## GIVEN RECORDS
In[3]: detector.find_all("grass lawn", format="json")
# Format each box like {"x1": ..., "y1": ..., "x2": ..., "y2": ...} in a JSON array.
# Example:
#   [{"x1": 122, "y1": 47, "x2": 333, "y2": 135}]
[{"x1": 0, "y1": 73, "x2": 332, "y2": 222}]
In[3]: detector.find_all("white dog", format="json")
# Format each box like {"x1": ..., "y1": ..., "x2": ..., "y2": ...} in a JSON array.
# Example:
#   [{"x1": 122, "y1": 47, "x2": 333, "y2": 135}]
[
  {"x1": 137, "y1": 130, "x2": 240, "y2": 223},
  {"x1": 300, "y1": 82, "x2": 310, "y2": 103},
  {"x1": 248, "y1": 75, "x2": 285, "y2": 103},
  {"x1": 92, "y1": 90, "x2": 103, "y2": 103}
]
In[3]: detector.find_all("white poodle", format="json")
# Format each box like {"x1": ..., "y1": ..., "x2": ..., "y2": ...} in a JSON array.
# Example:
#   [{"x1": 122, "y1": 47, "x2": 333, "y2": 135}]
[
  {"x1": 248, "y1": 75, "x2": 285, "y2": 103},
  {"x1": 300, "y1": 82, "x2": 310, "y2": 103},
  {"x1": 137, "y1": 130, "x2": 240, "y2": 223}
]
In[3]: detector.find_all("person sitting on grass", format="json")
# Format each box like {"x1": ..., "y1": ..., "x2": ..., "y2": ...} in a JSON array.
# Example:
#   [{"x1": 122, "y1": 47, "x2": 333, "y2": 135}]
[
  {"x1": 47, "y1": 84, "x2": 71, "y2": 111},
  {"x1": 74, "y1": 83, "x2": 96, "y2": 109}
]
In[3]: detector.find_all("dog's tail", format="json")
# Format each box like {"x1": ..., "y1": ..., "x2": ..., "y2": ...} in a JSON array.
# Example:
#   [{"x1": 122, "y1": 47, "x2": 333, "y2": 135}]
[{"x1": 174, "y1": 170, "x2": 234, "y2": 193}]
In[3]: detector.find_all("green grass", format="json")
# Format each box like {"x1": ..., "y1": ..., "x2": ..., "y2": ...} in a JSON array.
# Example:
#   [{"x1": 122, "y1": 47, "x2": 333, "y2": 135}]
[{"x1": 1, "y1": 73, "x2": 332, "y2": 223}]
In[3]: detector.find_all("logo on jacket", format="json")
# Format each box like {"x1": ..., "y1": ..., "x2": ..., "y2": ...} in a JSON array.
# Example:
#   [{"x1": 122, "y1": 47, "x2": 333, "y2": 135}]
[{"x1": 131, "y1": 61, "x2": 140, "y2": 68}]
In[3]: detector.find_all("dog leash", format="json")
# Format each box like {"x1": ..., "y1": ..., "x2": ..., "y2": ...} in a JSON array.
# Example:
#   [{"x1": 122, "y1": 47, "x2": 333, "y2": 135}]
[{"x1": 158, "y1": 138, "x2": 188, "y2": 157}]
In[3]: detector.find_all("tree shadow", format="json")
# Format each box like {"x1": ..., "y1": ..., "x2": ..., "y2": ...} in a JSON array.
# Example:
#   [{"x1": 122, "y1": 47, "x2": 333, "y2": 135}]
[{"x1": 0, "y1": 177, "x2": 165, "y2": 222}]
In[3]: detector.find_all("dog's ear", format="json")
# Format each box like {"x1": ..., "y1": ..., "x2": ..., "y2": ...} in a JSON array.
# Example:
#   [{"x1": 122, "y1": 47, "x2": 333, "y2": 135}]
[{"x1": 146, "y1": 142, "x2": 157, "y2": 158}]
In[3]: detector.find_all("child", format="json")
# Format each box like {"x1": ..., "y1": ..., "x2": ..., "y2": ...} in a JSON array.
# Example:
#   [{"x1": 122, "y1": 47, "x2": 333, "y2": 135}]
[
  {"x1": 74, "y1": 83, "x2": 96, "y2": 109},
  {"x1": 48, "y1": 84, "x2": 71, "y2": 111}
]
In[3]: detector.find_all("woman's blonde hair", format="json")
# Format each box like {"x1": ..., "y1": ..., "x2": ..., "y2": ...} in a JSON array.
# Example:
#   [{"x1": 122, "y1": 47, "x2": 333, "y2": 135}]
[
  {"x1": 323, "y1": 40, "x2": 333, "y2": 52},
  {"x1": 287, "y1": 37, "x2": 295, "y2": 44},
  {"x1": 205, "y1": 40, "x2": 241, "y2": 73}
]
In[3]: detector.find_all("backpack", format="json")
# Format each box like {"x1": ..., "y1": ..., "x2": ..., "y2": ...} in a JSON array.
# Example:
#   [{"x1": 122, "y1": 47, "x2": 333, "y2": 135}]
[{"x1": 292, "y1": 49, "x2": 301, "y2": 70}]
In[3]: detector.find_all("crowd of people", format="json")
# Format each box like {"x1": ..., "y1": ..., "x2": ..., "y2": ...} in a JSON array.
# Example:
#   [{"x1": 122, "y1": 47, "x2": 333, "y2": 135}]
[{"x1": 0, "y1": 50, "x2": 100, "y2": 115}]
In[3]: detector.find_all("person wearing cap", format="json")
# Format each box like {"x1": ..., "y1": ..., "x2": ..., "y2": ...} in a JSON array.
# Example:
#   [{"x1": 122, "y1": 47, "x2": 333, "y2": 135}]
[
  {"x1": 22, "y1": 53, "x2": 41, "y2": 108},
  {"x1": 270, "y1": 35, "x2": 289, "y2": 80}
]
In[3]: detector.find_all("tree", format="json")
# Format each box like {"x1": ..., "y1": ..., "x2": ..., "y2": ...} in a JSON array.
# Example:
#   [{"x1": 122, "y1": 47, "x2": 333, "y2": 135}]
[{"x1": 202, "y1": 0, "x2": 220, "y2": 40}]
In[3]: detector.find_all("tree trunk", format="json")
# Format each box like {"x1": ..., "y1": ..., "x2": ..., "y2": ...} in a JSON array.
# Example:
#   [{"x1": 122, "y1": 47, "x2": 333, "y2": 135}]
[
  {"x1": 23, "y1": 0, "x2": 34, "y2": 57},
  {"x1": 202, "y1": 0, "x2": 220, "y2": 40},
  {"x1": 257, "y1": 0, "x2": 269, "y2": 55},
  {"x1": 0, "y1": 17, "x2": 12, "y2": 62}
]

## TASK DIRECTIONS
Look through the entries above, find each line containing "grass", and copy it.

## RESPONSE TO THE EXERCISE
In[3]: detector.find_all("grass lawn", format="json")
In[3]: detector.find_all("person sitting on grass", format="json")
In[3]: detector.find_all("green grass", format="json")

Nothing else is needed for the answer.